<<<<
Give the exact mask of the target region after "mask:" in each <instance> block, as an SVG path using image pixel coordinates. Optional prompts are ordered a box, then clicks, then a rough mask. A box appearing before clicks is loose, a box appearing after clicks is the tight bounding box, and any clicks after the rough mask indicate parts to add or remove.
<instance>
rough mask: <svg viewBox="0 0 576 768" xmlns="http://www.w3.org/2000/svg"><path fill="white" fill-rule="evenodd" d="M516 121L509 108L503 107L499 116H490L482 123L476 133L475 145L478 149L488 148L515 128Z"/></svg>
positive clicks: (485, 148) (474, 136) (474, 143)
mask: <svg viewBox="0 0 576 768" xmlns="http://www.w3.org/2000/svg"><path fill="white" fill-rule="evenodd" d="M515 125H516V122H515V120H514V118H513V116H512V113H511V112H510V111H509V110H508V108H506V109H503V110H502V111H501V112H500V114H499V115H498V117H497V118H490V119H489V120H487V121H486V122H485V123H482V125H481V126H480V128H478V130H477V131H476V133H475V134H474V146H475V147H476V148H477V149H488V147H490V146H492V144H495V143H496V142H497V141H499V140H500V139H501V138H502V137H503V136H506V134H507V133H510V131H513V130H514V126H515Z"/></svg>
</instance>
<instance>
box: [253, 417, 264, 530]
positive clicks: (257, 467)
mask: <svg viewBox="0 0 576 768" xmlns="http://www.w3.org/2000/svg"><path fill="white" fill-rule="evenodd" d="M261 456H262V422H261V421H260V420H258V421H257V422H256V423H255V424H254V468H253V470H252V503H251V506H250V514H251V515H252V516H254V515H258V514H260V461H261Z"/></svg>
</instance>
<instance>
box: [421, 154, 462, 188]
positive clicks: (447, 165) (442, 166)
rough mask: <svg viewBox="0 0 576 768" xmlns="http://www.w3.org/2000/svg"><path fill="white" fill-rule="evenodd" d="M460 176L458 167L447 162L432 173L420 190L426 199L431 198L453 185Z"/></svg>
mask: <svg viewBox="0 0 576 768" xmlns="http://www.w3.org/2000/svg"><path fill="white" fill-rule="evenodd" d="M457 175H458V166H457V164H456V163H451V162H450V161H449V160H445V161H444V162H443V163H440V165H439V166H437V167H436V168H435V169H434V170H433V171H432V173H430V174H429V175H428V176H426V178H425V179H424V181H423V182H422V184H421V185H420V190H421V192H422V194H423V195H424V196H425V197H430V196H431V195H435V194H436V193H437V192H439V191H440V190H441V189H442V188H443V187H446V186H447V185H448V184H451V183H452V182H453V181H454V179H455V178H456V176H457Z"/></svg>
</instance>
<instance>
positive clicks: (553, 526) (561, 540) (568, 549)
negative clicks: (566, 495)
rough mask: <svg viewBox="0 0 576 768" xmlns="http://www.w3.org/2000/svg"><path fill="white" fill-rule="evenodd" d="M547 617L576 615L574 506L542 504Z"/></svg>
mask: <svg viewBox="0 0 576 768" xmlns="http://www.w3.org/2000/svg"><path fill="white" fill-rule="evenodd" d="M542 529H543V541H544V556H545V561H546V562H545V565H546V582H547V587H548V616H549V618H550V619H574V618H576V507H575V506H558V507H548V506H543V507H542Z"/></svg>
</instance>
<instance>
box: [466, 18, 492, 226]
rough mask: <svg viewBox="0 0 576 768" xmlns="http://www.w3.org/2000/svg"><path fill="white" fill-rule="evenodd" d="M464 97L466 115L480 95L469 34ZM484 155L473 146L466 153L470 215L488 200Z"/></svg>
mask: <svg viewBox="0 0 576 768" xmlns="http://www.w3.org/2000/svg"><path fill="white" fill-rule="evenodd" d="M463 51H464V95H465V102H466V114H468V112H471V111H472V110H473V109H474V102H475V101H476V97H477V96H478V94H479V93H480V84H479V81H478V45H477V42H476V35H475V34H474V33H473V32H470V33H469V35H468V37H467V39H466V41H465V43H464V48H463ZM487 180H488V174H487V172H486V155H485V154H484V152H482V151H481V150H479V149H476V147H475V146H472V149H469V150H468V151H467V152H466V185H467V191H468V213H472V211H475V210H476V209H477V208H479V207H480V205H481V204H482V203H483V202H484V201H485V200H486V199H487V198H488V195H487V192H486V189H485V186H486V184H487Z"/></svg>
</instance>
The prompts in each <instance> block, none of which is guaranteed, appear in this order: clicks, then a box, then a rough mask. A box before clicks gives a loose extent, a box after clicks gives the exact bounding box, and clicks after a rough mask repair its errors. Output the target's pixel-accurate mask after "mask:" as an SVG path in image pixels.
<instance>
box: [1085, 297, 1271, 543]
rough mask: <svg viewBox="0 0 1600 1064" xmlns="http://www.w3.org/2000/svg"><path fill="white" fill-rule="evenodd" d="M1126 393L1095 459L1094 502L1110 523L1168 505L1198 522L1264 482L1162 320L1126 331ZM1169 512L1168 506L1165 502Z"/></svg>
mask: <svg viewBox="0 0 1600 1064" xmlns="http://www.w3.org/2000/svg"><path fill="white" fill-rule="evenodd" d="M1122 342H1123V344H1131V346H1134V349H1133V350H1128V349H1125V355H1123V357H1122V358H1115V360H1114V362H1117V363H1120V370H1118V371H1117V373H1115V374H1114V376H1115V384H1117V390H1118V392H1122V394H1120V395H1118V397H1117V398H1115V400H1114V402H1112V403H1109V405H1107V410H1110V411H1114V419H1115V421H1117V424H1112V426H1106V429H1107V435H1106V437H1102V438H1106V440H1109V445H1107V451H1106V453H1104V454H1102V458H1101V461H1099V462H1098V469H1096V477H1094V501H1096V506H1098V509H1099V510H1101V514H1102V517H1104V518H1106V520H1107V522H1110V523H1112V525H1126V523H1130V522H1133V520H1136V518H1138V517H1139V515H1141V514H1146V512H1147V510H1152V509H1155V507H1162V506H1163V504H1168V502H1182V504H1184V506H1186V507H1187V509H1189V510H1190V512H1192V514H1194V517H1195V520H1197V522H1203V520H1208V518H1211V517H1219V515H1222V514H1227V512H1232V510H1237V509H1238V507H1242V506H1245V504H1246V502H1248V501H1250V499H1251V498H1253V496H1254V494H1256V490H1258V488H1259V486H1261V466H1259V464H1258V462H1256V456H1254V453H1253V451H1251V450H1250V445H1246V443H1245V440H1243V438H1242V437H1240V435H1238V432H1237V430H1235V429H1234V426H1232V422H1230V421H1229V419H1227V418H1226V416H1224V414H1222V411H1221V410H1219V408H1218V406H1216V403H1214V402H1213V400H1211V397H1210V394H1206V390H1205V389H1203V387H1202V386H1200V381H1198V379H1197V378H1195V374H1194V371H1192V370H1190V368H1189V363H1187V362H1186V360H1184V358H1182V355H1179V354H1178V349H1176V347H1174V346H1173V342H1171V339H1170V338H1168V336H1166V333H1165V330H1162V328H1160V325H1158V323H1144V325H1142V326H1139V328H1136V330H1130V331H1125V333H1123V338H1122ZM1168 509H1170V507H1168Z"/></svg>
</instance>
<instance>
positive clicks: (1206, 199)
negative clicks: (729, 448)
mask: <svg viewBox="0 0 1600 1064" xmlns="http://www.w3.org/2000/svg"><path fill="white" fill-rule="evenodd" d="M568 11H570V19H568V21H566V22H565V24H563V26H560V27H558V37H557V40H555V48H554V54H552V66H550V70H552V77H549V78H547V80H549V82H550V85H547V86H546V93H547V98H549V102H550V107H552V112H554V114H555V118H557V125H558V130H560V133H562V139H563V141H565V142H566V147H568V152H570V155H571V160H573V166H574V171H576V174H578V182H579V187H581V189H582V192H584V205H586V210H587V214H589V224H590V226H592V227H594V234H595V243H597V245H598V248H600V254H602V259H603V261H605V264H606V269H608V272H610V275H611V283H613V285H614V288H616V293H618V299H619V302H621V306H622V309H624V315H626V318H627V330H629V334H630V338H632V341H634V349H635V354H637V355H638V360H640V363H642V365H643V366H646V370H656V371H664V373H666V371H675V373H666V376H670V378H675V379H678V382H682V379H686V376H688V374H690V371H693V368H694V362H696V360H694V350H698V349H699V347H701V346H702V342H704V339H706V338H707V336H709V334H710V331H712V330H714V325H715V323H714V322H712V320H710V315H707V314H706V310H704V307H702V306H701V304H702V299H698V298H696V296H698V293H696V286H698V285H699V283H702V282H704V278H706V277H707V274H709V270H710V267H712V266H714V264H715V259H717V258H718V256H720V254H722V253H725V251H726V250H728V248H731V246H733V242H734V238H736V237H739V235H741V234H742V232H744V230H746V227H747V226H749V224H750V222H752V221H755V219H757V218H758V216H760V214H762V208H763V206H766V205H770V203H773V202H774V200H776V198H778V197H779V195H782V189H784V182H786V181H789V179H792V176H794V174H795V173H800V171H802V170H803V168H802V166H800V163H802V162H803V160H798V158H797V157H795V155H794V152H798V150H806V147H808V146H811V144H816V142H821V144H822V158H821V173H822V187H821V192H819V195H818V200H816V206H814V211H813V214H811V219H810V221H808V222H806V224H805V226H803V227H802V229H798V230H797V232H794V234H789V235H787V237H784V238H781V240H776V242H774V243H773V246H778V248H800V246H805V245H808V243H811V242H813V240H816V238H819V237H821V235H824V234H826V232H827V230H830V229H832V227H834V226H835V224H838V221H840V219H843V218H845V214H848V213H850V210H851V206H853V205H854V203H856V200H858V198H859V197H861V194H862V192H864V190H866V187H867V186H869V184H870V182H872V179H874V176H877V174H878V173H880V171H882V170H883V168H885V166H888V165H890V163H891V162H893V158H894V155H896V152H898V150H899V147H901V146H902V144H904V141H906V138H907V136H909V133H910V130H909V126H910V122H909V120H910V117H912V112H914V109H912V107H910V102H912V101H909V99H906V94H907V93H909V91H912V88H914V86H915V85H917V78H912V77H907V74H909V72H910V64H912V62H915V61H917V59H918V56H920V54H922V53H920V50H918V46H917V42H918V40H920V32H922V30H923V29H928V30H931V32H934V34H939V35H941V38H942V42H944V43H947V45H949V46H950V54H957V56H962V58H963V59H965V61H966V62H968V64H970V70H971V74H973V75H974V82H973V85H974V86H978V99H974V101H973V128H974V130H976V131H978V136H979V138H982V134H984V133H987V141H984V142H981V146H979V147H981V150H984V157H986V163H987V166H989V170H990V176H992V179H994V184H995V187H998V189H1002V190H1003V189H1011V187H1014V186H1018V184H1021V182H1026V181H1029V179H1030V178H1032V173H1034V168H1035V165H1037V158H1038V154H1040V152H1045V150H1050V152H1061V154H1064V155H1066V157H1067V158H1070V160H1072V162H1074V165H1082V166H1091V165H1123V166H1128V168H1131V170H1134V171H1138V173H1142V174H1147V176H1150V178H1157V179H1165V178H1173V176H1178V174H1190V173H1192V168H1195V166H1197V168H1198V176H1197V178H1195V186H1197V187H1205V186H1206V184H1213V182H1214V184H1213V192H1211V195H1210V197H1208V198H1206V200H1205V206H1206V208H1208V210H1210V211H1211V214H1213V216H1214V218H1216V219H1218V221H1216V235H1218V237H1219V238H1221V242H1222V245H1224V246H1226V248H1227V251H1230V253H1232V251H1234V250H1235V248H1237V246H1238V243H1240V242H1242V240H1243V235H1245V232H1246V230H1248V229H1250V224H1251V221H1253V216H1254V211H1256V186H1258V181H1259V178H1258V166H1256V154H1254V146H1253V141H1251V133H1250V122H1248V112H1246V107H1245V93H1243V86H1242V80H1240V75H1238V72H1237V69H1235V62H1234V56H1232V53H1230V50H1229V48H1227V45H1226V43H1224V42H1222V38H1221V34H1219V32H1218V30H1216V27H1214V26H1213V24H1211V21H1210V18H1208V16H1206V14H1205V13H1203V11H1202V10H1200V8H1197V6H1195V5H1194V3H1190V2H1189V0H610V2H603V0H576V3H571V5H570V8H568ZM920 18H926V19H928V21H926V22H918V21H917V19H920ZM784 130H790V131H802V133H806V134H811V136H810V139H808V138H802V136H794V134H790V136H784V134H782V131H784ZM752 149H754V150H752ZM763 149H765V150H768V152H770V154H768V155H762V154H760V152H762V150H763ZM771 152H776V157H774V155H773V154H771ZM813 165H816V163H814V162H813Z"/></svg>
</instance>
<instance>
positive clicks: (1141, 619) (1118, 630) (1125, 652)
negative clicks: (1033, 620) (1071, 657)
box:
>>>>
• 課題の要件
上のリストから、文字列「positive」を含む行をすべて選び出して書き写しなさい。大文字と小文字は区別するものとします。

• 解答欄
positive clicks: (485, 148) (474, 136) (474, 143)
positive clicks: (257, 467)
positive clicks: (447, 165) (442, 166)
positive clicks: (553, 526) (561, 540) (568, 549)
positive clicks: (1206, 199)
positive clicks: (1141, 619) (1118, 630) (1125, 652)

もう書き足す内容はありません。